Pendahuluan PT. TBP adalah perusahaan yang bergerak dibidang jasa konstruksi dan pengembang sehingga dalam penghasilannya terdapat penghasilan yang dikenakan pajak final dan tidak final ditambah lagi untuk penjualannya semua dikenakan PPN. Maka mungkin saja terdapat perbedaan antara laporan keuangan dan SPT yang dilaporkan karena perbedaan waktu , pencatatan, dan pengakuan transaksi, salah satunya adalah perlakuan akuntansi pajak untuk Pajak Penghasilan menganut sistem accrual basis
yaitu transaksi dicatat pada saat penyerahan/ penerimaan barang, sedangkan untuk Pajak Pertambahan Nilai menganut cash basis, yaitu pencatatan transaksi pada saat kas diterima/ dikeluarkan. Sebagai ilustrasinya penerimaan uang muka atas penjualan barang kena pajak di lihat dari sisi pembeli. Menurut aturan Pajak Penghasilan transaksi tersebut belum merupakan objek Pajak Penghasilan karena belum ada penyerahan barang. Namun dalam ketentuan Pajak Pertambahan Nilai, transaksi tersebut sudah diakui karena telah terjadi pembayaran. Maka dari itu diperlukan ekualisasi pajak agar dapat diketahui darimana sebenarnya perbedaan itu muncul. Masih banyak Wajib Pajak yang melupakan sinkronisasi atau equalisasi antara Surat Pemberitahuan dengan laporan keuangan. Sekedar diingatkan kembali, bahwa fiskus akan dan harus berpatokan kepada Surat Pemberitahuan. Surat Pemberitahuan berfungsi sebagai laporan pelaksanaan kewajiban perpajakan Wajib Pajak kepada kantor pajak. Sedangkan Neraca dan Laporan Laba Rugi hanyalah lampiran atau pelengkap dari Surat Pemberitahuan. Keduanya (Neraca & Laporan Laba Rugi) bukan laporan Wajib Pajak tentang kewajiban perpajakan. Karena itu, laporan keuangan saja belum cukup. Bagi fiskus, administrasi perpajakan yang baik mungkin lebih penting daripada laporan keuangan yang cantik. Apalagi Direktorat Jenderal Pajak berencana menerapkan sistem administrasi perpajakan modern dan bebas kolusi secara ‘sistemik’ di tahun 2010. Kalau sudah bebas kolusi secara sistemik, mudah-mudah terealisasi, maka tidak ada ruang lagi bagi Wajib Pajak dan pejabat pajak untuk menyembunyikan potensi pajak dan pembayaran pajak ke negara.

### Baris Data
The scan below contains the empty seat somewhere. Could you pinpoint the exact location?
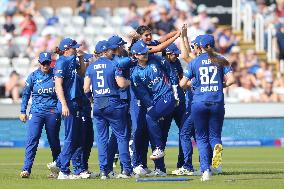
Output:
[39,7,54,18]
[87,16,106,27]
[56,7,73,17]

### Yang Dikerjakan
Tolong ringkas paragraf dalam teks tentang ekualisasi pajak yang diawali "PT. TBP adalah perusahaan" menjadi daftar poin tanpa menghilangkan fakta utamanya.

### Jawaban Soal
- PT. TBP bergerak di bidang jasa konstruksi dan pengembang. Sebagian penghasilannya dikenai pajak final dan sebagian tidak final, dan seluruh penjualannya dikenai PPN.
- Laporan keuangan dan SPT bisa berbeda karena perbedaan waktu, pencatatan, dan pengakuan transaksi.
- Pajak Penghasilan menganut accrual basis, yaitu transaksi dicatat saat penyerahan/penerimaan barang. Pajak Pertambahan Nilai menganut cash basis, yaitu transaksi dicatat saat kas diterima/dikeluarkan.
- Sebagai contoh, dari sisi pembeli, uang muka atas penjualan barang kena pajak belum menjadi objek Pajak Penghasilan karena barang belum diserahkan. Menurut ketentuan PPN, transaksi itu sudah diakui karena pembayaran telah terjadi.
- Karena itu diperlukan ekualisasi pajak untuk mengetahui asal perbedaan tersebut. Namun, masih banyak Wajib Pajak yang melupakan sinkronisasi antara Surat Pemberitahuan dan laporan keuangan.
- Fiskus berpatokan pada Surat Pemberitahuan, yaitu laporan pelaksanaan kewajiban perpajakan Wajib Pajak kepada kantor pajak. Neraca dan Laporan Laba Rugi hanya lampiran, sehingga laporan keuangan saja belum cukup.
- Bagi fiskus, administrasi perpajakan yang baik mungkin lebih penting daripada laporan keuangan yang cantik.
- Direktorat Jenderal Pajak berencana menerapkan sistem administrasi perpajakan modern yang bebas kolusi secara sistemik pada tahun 2010. Jika itu terwujud, Wajib Pajak dan pejabat pajak tidak lagi punya ruang untuk menyembunyikan potensi pajak dan pembayaran pajak ke negara.